→ Stated problem
Transcribe the records exactly from the line with "Every instance of the dense" to the end, both included.

→ Dataset records
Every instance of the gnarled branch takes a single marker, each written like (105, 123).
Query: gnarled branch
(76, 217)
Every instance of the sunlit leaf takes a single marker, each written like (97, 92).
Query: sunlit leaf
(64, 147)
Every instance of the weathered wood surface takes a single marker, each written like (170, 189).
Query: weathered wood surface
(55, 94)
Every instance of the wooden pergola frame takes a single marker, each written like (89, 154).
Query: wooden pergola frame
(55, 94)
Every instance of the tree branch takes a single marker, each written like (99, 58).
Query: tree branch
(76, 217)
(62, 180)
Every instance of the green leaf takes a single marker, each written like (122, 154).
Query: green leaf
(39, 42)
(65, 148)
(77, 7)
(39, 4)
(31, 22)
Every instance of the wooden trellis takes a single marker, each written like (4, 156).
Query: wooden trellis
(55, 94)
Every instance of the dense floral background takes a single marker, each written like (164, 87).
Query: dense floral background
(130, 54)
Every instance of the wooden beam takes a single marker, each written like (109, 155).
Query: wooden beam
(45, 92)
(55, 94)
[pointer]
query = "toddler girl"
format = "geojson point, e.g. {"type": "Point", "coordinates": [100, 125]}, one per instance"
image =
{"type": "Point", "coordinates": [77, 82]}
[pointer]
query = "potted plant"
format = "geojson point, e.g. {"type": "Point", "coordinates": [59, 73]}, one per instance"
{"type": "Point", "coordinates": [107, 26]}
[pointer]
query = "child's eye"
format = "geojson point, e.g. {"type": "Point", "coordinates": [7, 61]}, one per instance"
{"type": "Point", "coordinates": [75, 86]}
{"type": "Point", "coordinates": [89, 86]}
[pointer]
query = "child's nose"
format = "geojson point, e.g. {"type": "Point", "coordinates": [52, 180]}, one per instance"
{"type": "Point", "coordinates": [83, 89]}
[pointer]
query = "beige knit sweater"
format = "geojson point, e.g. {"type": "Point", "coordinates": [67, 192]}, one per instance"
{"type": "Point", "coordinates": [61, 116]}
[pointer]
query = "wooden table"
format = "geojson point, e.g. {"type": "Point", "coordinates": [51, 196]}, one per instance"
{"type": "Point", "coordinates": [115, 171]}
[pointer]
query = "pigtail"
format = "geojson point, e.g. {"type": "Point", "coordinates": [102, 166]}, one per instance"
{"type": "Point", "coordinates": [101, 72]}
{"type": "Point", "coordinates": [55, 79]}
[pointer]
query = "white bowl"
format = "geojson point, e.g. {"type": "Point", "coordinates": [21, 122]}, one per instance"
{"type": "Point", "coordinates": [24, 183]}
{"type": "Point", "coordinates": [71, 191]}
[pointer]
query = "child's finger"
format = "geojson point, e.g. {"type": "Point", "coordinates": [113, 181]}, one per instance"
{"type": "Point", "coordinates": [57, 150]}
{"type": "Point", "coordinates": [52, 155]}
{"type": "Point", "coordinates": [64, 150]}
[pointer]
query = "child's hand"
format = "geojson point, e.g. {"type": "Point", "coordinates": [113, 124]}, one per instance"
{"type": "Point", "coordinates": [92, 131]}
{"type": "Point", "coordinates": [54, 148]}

→ Finished answer
Every instance of the dense floral background takes a single marker, each written like (164, 87).
Query: dense floral background
(130, 54)
Every instance of the wooden beam takes a single marker, each written like (109, 155).
Query: wooden beam
(45, 92)
(55, 94)
[pointer]
query = "toddler girl"
format = "geojson point, e.g. {"type": "Point", "coordinates": [100, 125]}, one per instance"
image =
{"type": "Point", "coordinates": [77, 82]}
[pointer]
query = "potted plant"
format = "geojson point, e.g. {"type": "Point", "coordinates": [59, 73]}, one per instance"
{"type": "Point", "coordinates": [107, 26]}
[pointer]
query = "child's eye"
format = "geojson point, e.g. {"type": "Point", "coordinates": [7, 61]}, one per instance"
{"type": "Point", "coordinates": [75, 86]}
{"type": "Point", "coordinates": [89, 86]}
[pointer]
query = "child's nose"
format = "geojson point, e.g. {"type": "Point", "coordinates": [52, 180]}, one per instance"
{"type": "Point", "coordinates": [83, 89]}
[pointer]
query = "beige knit sweater"
format = "geojson point, e.g. {"type": "Point", "coordinates": [67, 192]}, one per instance"
{"type": "Point", "coordinates": [61, 116]}
[pointer]
query = "wooden table"
format = "geojson point, e.g. {"type": "Point", "coordinates": [51, 196]}, one per instance"
{"type": "Point", "coordinates": [115, 171]}
[pointer]
query = "pigtail"
format = "geojson point, e.g. {"type": "Point", "coordinates": [102, 166]}, one per instance"
{"type": "Point", "coordinates": [101, 72]}
{"type": "Point", "coordinates": [55, 79]}
[pointer]
query = "white bowl"
format = "geojson point, e.g. {"type": "Point", "coordinates": [21, 122]}, one per instance"
{"type": "Point", "coordinates": [24, 183]}
{"type": "Point", "coordinates": [71, 191]}
[pointer]
query = "child's finger"
format = "geojson point, e.g. {"type": "Point", "coordinates": [113, 181]}, one per instance"
{"type": "Point", "coordinates": [57, 150]}
{"type": "Point", "coordinates": [52, 155]}
{"type": "Point", "coordinates": [64, 150]}
[pointer]
query = "child's hand"
format = "geojson point, e.g. {"type": "Point", "coordinates": [113, 124]}, one per instance"
{"type": "Point", "coordinates": [92, 131]}
{"type": "Point", "coordinates": [54, 148]}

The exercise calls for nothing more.